Task to complete: Your output should be the lines from the one with "mountain range, place" through the end of the entries below, set down word for word and nothing else.

Exercise data:
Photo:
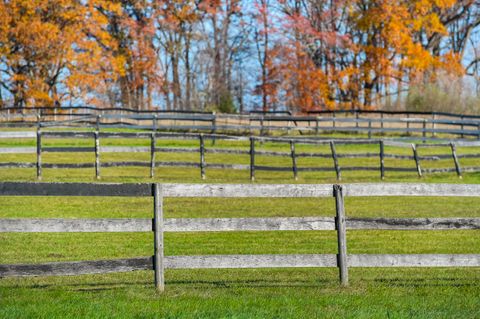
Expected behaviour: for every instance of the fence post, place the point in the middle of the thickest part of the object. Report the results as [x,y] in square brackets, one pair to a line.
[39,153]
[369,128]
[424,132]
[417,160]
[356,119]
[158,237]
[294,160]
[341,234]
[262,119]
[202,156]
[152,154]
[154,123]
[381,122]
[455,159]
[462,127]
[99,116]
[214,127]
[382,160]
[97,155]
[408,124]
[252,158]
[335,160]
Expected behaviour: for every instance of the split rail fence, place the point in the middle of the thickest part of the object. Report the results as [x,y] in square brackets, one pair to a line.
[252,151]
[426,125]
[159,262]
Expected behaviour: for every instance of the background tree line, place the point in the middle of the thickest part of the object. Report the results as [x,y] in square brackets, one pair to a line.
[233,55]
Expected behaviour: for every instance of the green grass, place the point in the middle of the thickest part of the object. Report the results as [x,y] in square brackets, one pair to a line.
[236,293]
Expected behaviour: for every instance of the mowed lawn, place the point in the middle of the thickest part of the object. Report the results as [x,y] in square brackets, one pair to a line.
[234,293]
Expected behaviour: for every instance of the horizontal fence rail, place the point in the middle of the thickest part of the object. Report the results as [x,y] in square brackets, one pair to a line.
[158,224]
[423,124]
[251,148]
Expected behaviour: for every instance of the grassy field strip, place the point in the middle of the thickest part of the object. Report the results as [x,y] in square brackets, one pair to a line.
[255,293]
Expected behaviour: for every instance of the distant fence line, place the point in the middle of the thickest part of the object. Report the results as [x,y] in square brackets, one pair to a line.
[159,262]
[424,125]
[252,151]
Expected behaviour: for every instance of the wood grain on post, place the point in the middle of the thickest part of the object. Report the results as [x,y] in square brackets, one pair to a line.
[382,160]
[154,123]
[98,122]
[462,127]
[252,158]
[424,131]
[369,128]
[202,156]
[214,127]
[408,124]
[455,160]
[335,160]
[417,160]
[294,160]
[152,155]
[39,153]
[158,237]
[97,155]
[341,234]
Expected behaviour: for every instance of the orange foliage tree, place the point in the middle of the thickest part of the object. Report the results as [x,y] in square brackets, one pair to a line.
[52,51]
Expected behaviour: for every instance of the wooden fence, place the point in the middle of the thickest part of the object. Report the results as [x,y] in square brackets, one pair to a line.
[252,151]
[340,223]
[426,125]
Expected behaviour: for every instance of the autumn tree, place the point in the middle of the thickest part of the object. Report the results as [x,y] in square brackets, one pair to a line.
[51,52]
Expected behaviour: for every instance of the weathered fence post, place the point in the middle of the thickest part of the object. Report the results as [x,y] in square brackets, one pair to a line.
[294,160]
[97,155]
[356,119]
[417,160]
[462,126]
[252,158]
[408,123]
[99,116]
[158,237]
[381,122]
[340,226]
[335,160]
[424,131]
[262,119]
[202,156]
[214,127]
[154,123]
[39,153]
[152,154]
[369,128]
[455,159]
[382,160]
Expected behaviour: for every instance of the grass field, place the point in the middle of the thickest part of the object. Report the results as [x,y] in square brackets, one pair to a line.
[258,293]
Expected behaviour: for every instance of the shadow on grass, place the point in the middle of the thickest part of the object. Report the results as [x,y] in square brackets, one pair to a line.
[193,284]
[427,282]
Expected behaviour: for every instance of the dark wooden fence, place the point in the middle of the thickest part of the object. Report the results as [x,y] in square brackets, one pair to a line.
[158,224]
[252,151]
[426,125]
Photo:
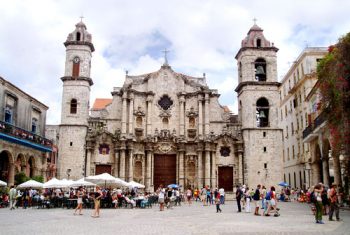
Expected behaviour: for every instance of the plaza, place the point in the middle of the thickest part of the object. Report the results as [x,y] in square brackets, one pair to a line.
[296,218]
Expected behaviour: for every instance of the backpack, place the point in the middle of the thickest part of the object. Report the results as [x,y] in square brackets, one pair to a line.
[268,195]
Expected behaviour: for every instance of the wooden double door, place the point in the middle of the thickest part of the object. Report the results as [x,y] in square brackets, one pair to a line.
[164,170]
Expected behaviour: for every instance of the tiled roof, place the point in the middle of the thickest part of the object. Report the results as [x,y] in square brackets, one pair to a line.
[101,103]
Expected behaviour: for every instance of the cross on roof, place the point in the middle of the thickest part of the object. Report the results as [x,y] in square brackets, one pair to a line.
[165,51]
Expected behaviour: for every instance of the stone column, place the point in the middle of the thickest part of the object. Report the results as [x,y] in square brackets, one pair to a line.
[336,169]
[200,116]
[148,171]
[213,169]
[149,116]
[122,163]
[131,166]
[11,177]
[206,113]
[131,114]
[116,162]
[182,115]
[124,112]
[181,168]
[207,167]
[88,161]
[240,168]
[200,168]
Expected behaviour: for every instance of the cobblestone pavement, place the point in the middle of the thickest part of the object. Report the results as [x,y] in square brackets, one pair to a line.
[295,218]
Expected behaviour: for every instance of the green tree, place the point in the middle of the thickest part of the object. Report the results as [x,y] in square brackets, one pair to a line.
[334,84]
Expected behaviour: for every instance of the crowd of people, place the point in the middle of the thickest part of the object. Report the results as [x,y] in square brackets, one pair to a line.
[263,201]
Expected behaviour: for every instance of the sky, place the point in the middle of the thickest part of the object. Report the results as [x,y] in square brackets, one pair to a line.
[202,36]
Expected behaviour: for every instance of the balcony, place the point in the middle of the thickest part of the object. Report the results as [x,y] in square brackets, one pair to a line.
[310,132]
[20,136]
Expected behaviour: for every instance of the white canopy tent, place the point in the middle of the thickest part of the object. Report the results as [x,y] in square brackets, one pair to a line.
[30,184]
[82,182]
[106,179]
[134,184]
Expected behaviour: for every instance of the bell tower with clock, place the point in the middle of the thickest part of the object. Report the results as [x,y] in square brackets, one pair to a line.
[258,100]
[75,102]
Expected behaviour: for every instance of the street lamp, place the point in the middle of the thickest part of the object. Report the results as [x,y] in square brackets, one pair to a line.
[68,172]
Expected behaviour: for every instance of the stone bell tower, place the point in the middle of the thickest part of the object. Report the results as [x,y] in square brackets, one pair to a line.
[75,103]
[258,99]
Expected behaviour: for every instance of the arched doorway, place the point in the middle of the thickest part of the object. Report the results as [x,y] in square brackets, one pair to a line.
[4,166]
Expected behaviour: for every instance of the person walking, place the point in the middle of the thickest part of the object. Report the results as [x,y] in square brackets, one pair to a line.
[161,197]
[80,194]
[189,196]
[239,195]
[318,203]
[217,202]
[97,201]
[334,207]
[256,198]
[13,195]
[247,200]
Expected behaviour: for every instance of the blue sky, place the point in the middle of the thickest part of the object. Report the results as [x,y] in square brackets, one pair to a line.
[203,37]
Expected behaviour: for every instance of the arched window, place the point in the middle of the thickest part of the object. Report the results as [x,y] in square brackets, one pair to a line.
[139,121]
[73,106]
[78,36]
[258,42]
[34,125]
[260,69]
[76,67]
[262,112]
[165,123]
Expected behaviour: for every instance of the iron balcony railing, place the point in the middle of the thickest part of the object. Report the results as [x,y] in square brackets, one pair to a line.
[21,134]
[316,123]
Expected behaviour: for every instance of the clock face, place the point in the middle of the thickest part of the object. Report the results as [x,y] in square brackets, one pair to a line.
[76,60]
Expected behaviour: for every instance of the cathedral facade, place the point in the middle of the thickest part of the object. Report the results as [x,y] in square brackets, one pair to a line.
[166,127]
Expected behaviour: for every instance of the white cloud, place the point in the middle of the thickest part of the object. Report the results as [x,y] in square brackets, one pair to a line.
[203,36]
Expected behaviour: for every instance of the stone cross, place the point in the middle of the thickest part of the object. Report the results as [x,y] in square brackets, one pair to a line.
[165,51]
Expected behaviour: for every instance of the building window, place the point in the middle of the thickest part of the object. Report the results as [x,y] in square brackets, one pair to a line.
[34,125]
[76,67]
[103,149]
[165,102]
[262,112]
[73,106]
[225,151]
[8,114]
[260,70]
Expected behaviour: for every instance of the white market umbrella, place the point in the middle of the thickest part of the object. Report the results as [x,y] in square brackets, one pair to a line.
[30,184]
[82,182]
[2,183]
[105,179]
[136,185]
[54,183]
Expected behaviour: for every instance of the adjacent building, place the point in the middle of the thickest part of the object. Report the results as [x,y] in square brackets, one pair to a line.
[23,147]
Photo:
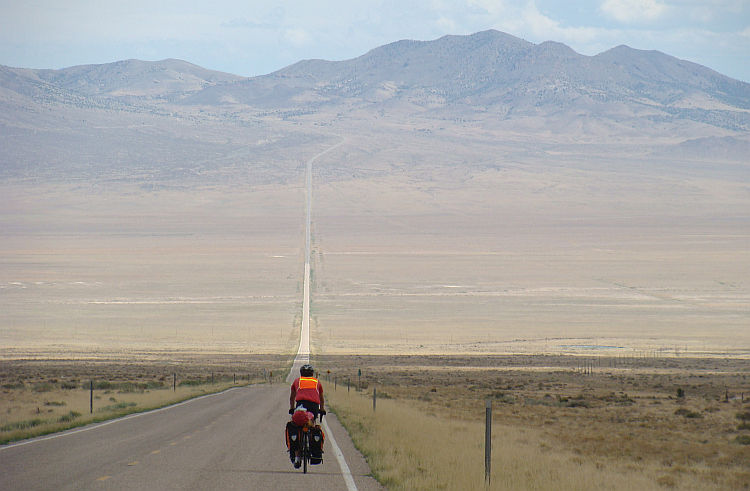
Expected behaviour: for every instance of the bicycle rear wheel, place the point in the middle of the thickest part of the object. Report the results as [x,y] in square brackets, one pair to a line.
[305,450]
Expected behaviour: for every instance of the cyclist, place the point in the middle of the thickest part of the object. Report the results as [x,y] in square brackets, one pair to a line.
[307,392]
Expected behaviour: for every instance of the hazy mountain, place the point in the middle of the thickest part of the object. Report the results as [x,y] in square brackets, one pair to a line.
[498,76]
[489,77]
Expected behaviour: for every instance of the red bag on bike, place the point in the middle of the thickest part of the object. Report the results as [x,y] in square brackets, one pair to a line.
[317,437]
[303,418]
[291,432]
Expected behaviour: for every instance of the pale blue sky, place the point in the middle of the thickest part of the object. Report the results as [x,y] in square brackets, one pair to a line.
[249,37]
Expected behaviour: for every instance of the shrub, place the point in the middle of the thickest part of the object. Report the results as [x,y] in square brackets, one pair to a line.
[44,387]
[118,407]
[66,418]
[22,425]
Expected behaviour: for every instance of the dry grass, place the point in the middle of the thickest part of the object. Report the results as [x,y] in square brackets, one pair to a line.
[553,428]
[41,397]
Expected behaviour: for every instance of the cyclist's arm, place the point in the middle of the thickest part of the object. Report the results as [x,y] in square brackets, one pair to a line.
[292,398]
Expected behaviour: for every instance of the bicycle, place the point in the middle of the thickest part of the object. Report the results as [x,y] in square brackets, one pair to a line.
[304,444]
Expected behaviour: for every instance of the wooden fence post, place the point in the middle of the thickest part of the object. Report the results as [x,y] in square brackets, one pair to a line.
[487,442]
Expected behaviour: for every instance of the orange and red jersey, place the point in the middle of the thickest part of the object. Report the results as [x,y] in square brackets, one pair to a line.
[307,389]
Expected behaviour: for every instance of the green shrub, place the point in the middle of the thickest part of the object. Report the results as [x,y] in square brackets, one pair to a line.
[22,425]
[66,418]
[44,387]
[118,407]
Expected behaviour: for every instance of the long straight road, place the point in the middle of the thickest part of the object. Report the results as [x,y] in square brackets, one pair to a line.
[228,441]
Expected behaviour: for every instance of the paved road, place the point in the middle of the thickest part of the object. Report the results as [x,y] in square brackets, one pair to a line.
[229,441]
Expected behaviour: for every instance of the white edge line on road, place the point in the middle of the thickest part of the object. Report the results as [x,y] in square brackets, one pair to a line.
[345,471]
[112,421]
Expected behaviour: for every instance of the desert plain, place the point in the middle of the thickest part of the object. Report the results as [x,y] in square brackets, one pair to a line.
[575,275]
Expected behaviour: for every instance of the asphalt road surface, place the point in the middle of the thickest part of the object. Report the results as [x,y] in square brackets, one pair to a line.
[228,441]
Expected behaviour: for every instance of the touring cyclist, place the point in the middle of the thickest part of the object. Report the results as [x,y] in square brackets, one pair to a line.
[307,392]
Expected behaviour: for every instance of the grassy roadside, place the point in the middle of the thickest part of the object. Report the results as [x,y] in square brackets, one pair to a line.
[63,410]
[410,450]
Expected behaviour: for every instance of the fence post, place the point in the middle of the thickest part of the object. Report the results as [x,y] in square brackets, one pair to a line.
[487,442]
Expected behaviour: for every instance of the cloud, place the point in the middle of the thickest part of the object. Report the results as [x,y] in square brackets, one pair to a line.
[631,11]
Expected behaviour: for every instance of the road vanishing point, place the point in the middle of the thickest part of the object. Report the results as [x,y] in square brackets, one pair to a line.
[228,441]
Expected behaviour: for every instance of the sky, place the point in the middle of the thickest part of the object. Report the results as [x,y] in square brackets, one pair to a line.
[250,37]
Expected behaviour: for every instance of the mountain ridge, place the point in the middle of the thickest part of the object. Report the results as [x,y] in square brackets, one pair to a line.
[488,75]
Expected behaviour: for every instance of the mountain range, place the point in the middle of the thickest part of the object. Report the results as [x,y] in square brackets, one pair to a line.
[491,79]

Final answer:
Expected behaviour: for every instance of the mountain range, place the point in the middle of the thickest part of the object. Report the results as [x,y] in square brackets, one pair to a line.
[491,79]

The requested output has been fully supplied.